[Saved entries]
──────

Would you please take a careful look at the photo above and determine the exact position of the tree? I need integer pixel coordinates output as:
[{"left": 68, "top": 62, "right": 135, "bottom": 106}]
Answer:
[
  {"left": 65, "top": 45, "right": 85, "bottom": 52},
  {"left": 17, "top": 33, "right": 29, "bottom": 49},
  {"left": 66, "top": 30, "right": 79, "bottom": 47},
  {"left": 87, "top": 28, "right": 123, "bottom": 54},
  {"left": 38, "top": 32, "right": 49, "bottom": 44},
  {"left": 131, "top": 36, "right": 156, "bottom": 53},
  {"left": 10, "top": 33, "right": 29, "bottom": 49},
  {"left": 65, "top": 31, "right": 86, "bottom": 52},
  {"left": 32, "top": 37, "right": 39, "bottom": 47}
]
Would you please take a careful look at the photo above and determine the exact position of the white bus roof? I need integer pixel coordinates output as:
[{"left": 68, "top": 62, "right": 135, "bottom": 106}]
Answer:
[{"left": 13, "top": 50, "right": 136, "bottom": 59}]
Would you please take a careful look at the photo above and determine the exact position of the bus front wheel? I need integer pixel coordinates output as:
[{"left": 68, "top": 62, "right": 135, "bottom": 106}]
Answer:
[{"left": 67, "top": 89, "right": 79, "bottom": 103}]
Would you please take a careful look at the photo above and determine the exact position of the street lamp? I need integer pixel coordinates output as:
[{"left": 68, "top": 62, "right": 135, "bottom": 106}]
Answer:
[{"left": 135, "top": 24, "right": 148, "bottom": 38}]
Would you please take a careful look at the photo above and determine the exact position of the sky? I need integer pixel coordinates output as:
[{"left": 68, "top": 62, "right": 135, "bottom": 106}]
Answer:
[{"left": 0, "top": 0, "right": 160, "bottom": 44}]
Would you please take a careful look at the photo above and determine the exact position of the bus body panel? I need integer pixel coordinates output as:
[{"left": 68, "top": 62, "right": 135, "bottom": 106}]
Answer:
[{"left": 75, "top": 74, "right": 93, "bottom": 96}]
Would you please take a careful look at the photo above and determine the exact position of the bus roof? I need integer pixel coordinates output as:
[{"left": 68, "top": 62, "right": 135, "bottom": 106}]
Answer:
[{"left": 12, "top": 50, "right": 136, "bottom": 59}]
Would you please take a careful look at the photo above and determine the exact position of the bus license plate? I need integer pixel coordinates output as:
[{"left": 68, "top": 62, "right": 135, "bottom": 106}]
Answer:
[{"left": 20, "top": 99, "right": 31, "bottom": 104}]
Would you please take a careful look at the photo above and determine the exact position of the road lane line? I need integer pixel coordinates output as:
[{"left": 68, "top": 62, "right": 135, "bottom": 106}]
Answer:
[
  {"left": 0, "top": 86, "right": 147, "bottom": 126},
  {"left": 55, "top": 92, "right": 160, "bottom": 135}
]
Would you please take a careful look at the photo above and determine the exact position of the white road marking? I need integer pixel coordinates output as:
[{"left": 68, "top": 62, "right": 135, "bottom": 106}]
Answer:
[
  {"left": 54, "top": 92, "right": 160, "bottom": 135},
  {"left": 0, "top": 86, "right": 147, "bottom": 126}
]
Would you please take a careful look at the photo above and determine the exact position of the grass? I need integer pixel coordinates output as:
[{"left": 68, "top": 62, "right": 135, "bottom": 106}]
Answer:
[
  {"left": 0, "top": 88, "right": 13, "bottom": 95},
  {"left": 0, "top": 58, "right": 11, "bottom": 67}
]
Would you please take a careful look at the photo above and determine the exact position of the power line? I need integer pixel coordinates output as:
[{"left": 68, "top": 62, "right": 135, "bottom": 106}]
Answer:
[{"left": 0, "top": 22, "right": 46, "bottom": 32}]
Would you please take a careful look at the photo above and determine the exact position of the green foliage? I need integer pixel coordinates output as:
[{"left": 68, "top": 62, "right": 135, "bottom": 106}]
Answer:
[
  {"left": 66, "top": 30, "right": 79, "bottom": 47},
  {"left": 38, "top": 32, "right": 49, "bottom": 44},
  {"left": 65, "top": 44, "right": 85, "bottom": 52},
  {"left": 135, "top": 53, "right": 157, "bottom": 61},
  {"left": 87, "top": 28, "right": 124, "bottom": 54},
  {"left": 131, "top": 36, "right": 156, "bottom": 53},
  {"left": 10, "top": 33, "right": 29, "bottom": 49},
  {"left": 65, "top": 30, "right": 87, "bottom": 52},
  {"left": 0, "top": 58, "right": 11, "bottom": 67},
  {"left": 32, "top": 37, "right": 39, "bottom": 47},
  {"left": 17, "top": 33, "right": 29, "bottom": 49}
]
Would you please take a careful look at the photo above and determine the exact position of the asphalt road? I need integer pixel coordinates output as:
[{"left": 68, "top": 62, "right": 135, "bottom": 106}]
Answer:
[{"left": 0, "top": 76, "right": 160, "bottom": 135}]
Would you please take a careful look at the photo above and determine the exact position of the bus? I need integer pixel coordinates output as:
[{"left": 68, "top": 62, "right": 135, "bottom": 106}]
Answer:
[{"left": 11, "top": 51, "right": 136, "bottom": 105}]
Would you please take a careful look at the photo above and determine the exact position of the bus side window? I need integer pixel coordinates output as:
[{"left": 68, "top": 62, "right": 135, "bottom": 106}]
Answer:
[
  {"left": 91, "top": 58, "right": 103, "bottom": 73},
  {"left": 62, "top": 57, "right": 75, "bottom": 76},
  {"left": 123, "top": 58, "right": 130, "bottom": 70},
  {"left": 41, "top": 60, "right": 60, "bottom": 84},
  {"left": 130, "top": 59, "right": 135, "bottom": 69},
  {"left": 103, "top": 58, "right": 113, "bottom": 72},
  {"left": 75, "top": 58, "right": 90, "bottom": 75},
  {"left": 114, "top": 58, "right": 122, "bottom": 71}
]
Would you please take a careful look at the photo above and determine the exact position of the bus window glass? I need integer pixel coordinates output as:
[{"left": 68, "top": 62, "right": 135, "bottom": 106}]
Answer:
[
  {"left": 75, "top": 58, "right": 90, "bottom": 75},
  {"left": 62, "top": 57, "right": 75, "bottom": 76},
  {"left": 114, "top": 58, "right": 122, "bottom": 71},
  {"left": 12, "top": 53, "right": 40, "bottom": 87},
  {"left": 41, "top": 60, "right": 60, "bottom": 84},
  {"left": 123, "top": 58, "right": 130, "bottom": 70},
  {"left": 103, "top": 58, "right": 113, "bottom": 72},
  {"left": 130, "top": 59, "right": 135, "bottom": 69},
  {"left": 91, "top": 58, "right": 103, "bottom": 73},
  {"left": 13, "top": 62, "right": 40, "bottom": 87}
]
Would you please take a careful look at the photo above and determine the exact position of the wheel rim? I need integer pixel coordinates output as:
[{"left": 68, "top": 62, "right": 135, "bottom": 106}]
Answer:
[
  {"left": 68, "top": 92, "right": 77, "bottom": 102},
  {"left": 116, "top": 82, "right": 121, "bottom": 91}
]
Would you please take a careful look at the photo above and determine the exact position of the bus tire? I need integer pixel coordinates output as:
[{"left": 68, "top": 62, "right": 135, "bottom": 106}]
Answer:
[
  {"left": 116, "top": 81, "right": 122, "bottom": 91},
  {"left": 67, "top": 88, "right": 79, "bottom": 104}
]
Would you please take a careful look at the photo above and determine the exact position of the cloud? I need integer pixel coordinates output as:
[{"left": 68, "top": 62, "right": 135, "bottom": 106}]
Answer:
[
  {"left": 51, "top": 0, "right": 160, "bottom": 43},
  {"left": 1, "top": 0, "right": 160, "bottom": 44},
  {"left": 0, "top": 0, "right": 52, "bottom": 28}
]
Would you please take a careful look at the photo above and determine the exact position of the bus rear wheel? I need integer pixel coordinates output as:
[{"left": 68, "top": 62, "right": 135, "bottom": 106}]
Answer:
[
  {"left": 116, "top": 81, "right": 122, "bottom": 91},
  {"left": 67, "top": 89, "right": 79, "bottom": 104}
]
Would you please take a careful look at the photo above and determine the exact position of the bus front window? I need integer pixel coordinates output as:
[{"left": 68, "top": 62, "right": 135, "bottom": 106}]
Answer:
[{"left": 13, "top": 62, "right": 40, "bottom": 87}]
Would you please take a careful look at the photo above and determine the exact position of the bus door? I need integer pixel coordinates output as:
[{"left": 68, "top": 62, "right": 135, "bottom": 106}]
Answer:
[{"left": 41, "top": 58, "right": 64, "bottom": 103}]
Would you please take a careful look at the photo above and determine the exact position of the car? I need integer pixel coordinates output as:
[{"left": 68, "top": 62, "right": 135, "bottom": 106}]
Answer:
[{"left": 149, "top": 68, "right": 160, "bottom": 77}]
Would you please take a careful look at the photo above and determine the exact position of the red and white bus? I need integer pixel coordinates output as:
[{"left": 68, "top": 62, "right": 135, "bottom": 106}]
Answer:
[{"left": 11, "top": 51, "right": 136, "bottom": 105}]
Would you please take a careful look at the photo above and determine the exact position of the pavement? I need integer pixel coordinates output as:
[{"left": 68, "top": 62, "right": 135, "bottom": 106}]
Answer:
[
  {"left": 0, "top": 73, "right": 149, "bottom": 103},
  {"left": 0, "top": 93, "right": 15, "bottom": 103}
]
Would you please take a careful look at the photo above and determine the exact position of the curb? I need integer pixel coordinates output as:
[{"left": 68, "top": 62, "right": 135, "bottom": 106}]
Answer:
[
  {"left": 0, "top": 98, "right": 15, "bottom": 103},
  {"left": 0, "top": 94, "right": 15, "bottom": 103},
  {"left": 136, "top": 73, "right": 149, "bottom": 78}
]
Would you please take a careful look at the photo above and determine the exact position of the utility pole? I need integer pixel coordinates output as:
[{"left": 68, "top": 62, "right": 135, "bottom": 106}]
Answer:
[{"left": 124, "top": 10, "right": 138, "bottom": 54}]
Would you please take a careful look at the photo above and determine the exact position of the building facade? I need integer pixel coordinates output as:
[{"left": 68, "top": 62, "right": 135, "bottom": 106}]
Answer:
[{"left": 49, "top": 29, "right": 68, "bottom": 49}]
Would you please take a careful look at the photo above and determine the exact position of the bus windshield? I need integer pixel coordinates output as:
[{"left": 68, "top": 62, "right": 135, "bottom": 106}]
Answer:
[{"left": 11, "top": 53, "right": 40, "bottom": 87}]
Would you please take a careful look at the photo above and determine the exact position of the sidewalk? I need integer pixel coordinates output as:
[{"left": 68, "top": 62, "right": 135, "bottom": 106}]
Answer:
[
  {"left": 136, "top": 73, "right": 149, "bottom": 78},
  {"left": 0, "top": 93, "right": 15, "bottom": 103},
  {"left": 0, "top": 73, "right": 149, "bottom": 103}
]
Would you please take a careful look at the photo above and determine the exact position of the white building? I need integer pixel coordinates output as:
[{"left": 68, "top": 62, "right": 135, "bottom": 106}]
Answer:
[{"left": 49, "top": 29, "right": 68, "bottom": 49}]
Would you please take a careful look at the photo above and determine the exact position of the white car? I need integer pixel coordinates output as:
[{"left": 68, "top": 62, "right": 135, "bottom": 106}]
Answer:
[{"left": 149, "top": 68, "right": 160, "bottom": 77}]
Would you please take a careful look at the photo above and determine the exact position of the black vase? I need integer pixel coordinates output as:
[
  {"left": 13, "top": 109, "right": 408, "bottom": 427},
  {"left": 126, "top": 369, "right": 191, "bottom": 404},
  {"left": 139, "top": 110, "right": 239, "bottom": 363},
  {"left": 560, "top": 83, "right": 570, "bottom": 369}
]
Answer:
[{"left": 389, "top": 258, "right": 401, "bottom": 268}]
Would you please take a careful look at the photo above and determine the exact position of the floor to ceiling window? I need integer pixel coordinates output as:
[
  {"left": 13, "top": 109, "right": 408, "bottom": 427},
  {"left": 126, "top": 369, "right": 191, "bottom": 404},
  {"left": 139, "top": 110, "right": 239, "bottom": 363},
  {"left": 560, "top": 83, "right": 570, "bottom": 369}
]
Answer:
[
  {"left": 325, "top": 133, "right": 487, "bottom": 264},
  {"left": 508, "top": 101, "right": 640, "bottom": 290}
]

──────

__ASSIGNED TASK__: Identify the lines of the entries containing the string "front". Copy each such line.

__RESULT__:
Would you please take a careful look at the photo above and determine the exact position of the bus front wheel? I need integer pixel coordinates output as:
Would you please take a careful look at the photo above and determine the exact position of the bus front window? I need integer pixel coordinates output as:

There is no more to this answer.